-- Begin TEXT --

This book came out much earlier in the decade - before I started surfing - but I've just gotten around to reading it. And in fact, I had one false start a few months ago when I first picked up
In Search of Captain Zero: A Surfer's Road Trip Beyond the End of the Road by Alan Weisbecker. A perceived tendency toward flowery phrase and convoluted metaphor led me to put the book down after a dozen or so pages and move on to something else (
No Kidding, a fun read by my friend Wendy Tokunaga, who has a
new book coming out this fall). But unless it's really awful, I have a rule that I always give a book 100 pages to engage me before deciding if it's not worth my time to continue. So I gave
Captain Zero another chance, soon finding it hard to put down. And going back, I can't see what put me off initially.
The story follows Weisbecker as he travels south from California to Costa Rica in a camper with his dog Shiner and his surfboards, in search of his disappeared former surfing buddy, friend and partner in crime, Chris a.k.a. Captain Zero. The statute of limitations having past, Weisbecker is free to tell tales from their colorful drug-running past. One escapade involved running a pot-filled ship aground in the waterfront backyard of a Grateful Dead fan, who after getting a slice of the cargo for the inconvenience and damage, offered to build them a dock so they could come back any time.

-- End TEXT --
-- Begin SUPPLIED ENTRIES --

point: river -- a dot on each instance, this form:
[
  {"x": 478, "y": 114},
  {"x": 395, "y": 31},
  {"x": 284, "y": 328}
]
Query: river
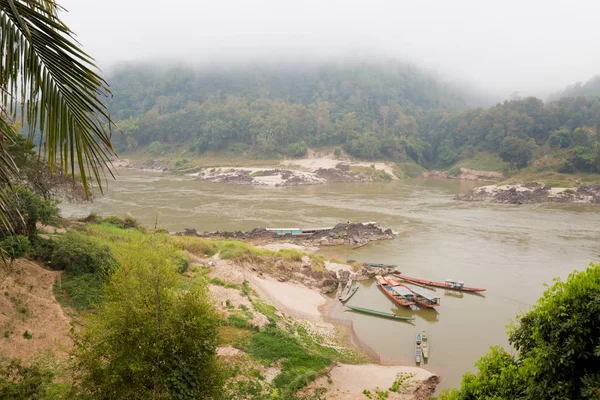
[{"x": 510, "y": 250}]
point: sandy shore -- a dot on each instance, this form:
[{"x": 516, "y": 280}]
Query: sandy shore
[
  {"x": 349, "y": 381},
  {"x": 294, "y": 296},
  {"x": 313, "y": 164},
  {"x": 309, "y": 171}
]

-- End SUPPLIED ENTRIES --

→ TASKS TO PERFORM:
1. Translate this sentence from the Captain Zero review into Spanish: "And going back, I can't see what put me off initially."
2. Answer these questions using the Captain Zero review:
(a) How many pages does the reviewer let a book have to engage them before deciding whether to keep reading?
(b) What is the name of Weisbecker's dog?
(c) To which country does Weisbecker travel south from California?
3. Carry the Captain Zero review forward, starting right after its final sentence.
The collected data plays no role in this work.

→ RESULTS OF THE TASKS:
1. Y al volver a él, no logro ver qué fue lo que me desanimó al principio.

2.
(a) 100 pages
(b) Shiner
(c) Costa Rica

3.
Eventually Weisbecker does find his friend, but no spoilers here. Something I really enjoyed about the book is his ability to capture the surfer mindset, all the ways our brains work differently from those who never ride the waves. For instance, after noting that Eskimos have many words for snow, which some experts believe means they perceive snow in a different way from a person raised in the tropics, he observes that:
"As a surfer, I don't merely notice more about the sea's condition than a hayseed from Nebraska upon his first viewing; it's an altogether different world out there that I'm perceiving.... The surfer analyzes the sea's finish to gauge how it will hold the edge of his planing surfstick. This perceptual phenomenon is automatic and so deeply ingrained as to be beyond volition. And it can be a distraction. When a movie cuts to a beach shot with waves breaking in the background, it matters not how dramatic the cinematic moment, how drastic and ingenious the plot turn - my mind is immediately absent from the narrative proceedings, I'm off on an imaginary surf check, assessing the size and the health of the swell up there on the silver screen, noting the wind direction and state of the tide, maybe muttering for the actors to please step aside for a moment so I can see if that boomer behind them holds its shape through the inside section."
So true. I can't go for a walk on the beach anymore without constantly checking the waves. And more truisms:
"Only one thing better than a solo session... and that's a session with a good friend."
"Sizable though that wave was, I wasn't going to drown from a hold-down and I wasn't going to get impaled on the reef. Absent these two dangers, there is nothing... real... to fear out there."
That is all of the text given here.